### ÉNONCÉ 1
Relevez, dans le texte sur Deleuze, tous les concepts cités entre guillemets comme exemples de concepts devenus mots d'ordre.

Deleuze aujourd'hui
Comment appréhender la rencontre entre notre présent et le devenir dans lequel l'oeuvre de Deleuze se poursuit ? Sur quels plans l'un et l'autre entrent-ils en consonance ? Pris entre héritage inventif et capture mortifère, soumis à des usages qui le relancent ailleurs comme à des fossilisations qui le dévitalisent, le continent deleuzien se tient par essence au-delà des appropriations/désappropriations que nous pouvons en faire. Il se pourrait que l'époque ressente le besoin de Deleuze, de ses coupes de corsaire là où la philosophie de Deleuze, installée dans la pérennité de l'Aiôn, ne parle jamais à une époque en tant que telle mais à ce qui, en elle, échappe à ses adhérences, à son appartenance historique, à savoir ses points de crise, ses fulgurances événementielles. Deux questions se découpent : 1° comment ouvrir le présent aux problèmes soulevés, radiographiés par Deleuze ?, 2° comment brancher le corpus deleuzien sur notre contemporanéité ?
Invoquer une oeuvre, la mettre à l'épreuve, lui demander de nous fournir des batteries conceptuelles pour la lecture du temps, c'est avant tout la distordre, la recréer pour l'entraîner vers l'ailleurs. Au plus loin de cette ressaisie dynamique, la "boîte à outils" deleuzienne fait le plus souvent l'objet d'un recyclage automatique : en lieu et place de faire le mouvement de création conceptuelle, nous singeons alors le contructivisme, nous contentant de plaquer sur un présent opaque, flou, un package deleuzien qui se voit transféré dans les champs de l'esthétique, du politique, des luttes sociales, de l'écologie.
Éviter de faire sombrer le legs deleuzien dans le rayon "import-export", se prémunir contre une translation sans risque, tout terrain, de ses innovations, nous écarter d'un saut dans des solutions toute faites qui nous font faire l'économie de notre cheminement propre, il n'y a sans doute pas de tâche plus urgente. Les courbures en lesquelles nous la prolongeons, les terrains sur lesquels nous la relançons n'appartiennent qu'au geste discrétionnaire des héritiers, non à leur sourcier. Le danger qui guette le devenir d'une oeuvre, qui menace son après se tient dans le sentiment d'une passation de pépites qui nous fait croire que, dès lors qu'héritiers, nous sommes dispensés d'avoir à forger nos propres instruments de pensée, exemptés de devoir nous livrer aux aléas de l'exploration. C'est à la tâche de ne pas nous abandonner à une reprise œcuménique de bancs de concepts devenus mots d'ordre que nous devons nous atteler. Songeons entre autres à "lignes de fuite", "pensée nomade", "déterritorialisation", "CsO" chantonnés en apnée, confinés désormais dans l'innocuité, devenus ingrédients d'une méthode de l'a-méthodique schizo-analyse. Le réveil des puissances à venir de Deleuze passe par une déprise de la nouvelle orthodoxie à laquelle l'usage doxique du paradoxe a donné lieu.

### ÉNONCÉ 2
Montrez chaque ligne des enregistrements où figure le mot "nose".

### ENREGISTREMENTS FOURNIS
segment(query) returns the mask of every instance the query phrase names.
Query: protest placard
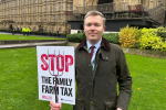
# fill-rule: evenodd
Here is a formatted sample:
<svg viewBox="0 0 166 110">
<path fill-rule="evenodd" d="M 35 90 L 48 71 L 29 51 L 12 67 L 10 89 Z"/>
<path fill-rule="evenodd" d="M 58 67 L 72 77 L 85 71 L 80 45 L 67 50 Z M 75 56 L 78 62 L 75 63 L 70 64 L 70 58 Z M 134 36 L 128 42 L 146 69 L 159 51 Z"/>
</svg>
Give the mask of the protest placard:
<svg viewBox="0 0 166 110">
<path fill-rule="evenodd" d="M 75 105 L 73 46 L 37 46 L 39 99 Z"/>
</svg>

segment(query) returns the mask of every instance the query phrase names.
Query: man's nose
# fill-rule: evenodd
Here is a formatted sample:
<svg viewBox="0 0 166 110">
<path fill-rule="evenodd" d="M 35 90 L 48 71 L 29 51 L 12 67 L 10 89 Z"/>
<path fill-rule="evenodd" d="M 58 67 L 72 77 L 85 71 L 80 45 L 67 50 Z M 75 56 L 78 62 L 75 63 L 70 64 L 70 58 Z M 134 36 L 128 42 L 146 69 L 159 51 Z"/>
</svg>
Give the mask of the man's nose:
<svg viewBox="0 0 166 110">
<path fill-rule="evenodd" d="M 95 30 L 95 25 L 91 25 L 91 30 Z"/>
</svg>

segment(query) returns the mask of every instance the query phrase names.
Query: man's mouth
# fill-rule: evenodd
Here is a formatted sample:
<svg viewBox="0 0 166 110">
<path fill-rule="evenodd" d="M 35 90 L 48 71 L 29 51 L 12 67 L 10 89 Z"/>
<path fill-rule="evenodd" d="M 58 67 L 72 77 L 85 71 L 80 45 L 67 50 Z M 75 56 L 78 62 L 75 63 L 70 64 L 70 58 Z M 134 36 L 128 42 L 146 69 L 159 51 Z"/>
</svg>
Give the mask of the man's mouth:
<svg viewBox="0 0 166 110">
<path fill-rule="evenodd" d="M 96 33 L 90 33 L 90 35 L 96 35 Z"/>
</svg>

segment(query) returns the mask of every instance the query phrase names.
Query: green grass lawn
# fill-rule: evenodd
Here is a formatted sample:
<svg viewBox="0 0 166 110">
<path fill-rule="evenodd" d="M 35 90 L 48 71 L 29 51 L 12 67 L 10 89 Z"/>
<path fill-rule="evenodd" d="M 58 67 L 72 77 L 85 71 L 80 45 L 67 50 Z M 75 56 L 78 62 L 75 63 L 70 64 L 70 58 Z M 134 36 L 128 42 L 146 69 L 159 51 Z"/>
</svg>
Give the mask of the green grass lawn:
<svg viewBox="0 0 166 110">
<path fill-rule="evenodd" d="M 50 110 L 38 98 L 37 48 L 0 50 L 0 110 Z M 126 54 L 126 61 L 133 77 L 128 110 L 166 110 L 166 59 Z"/>
<path fill-rule="evenodd" d="M 23 35 L 10 35 L 0 34 L 0 40 L 65 40 L 60 37 L 44 37 L 44 36 L 23 36 Z"/>
</svg>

### RÉPONSE COMPLÈTE 1
- « lignes de fuite »
- « pensée nomade »
- « déterritorialisation »
- « CsO »

### RÉPONSE COMPLÈTE 2
Query: man's nose
Give the mask of the man's nose:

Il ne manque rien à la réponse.